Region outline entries
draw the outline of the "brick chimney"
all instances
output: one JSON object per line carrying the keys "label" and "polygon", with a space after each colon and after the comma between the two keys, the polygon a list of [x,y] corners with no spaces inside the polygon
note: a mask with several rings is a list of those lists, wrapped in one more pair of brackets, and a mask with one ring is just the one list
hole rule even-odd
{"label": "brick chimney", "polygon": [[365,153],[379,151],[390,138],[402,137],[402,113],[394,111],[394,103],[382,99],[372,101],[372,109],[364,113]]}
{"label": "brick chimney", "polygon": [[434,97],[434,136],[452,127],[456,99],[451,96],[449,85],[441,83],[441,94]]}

◆ **Your objective**
Reproduce the lines of these entries verbatim.

◆ **Solved problem**
draw the outline of the "brick chimney"
all instances
output: one JSON object per line carrying the keys "label" and "polygon", with a space after each colon and after the comma between the two keys, the polygon a list of [x,y] corners with no spaces inside the polygon
note: a mask with several rings is a list of those lists, wrapped in one more pair of brackets, and a mask with one ring is just the one list
hole rule even-odd
{"label": "brick chimney", "polygon": [[365,153],[379,151],[390,138],[402,137],[402,113],[394,111],[394,103],[382,99],[372,101],[372,109],[364,113]]}
{"label": "brick chimney", "polygon": [[434,97],[434,136],[452,127],[456,99],[451,96],[449,85],[441,83],[441,94]]}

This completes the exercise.